- _Description of the task_:
Your job is to return each record exactly, minus any pictures.
··· Entries shown ···
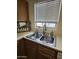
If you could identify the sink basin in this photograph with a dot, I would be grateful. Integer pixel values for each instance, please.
(35, 36)
(48, 39)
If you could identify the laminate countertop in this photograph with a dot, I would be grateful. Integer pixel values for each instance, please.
(58, 41)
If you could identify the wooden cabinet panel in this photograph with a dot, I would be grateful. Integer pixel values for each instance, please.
(46, 53)
(42, 55)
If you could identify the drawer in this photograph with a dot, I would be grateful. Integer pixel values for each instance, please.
(47, 50)
(20, 42)
(30, 44)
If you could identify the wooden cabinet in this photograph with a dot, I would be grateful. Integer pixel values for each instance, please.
(20, 47)
(30, 49)
(35, 51)
(22, 10)
(46, 53)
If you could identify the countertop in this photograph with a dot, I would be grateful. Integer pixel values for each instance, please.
(58, 40)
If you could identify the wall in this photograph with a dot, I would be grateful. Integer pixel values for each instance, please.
(22, 10)
(58, 31)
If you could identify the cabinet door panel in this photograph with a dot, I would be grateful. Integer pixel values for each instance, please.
(42, 55)
(30, 52)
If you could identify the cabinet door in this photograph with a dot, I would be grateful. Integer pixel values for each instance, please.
(42, 55)
(22, 10)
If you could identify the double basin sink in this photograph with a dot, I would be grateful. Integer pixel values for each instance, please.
(40, 37)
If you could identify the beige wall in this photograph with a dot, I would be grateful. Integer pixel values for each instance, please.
(31, 13)
(58, 31)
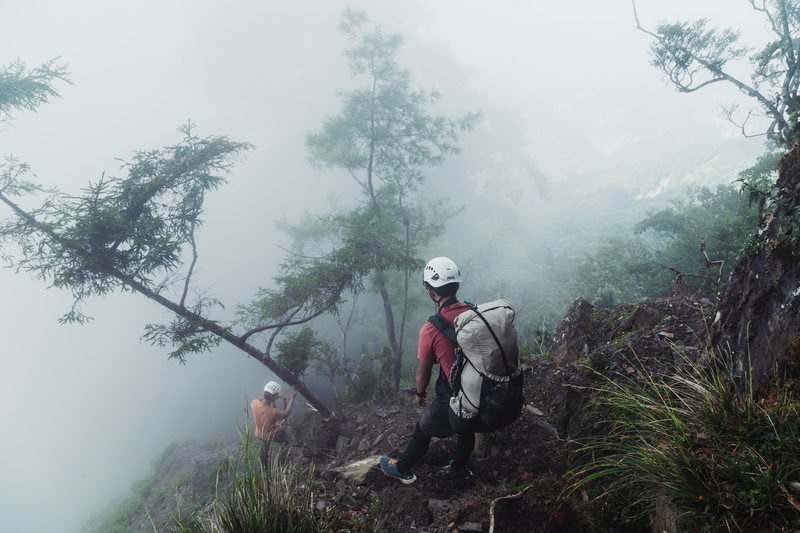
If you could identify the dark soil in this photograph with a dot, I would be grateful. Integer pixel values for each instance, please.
(528, 461)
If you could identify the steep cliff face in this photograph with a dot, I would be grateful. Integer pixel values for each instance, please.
(758, 319)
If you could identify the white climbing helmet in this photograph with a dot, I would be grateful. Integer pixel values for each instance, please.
(273, 387)
(440, 271)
···
- _Finished exercise_:
If you could identify the sink basin in this photograph with a dot, I would be grateful. Integer pixel values for each instance, please.
(35, 36)
(48, 39)
If you could identify the laminate countertop in this photograph with a dot, I would be grateful. Integer pixel values for each instance, please.
(58, 41)
If you could identify the wooden cabinet panel in this photograph with a dot, I would be grateful. Integer pixel values for each instance, please.
(46, 53)
(42, 55)
If you could identify the drawer in this photograph with a dot, I would be grateful. Integer pixel values for each instance, please.
(47, 50)
(20, 42)
(30, 44)
If you could identify the wooden cabinet in this photograph with a dot, I would be grateful. Integer pixel values for each instance, please.
(20, 47)
(30, 49)
(35, 51)
(22, 10)
(46, 53)
If you could identify the countertop in this photograph with a dot, I would be grateful. Integer pixel values for each instance, please.
(58, 40)
If you could identify the wall in this photograph with a dot, I would be grateful. Integer pixel values for each instance, please.
(22, 10)
(58, 31)
If you could identify the cabinet door panel in this photograph with a dot, I would be grateful. Integer pixel values for each instance, please.
(42, 55)
(30, 52)
If you could identify the cabinet door in this photograph with a dot, I would be grateful. Integer pixel values for each instance, please.
(42, 55)
(22, 10)
If you could identify the double basin sink in this photograph with a dot, I would be grateful. Integer pixel values for each instance, please.
(40, 37)
If you could identify the beige wall in this photograph with a dot, I would be grateful. Integer pixel values for each instance, please.
(31, 13)
(58, 31)
If you could identify the dark soil in this photograph with a dot, I would be grateful. Integer pixel values for each instance, please.
(528, 461)
If you could identify the steep cliff face in this photograph with a dot, I would be grateful. Integer pixel values for each instance, please.
(758, 319)
If you could identify the white climbing helmet in this photograph with a dot, I would be grateful. Integer pixel values for each instance, please.
(273, 387)
(440, 271)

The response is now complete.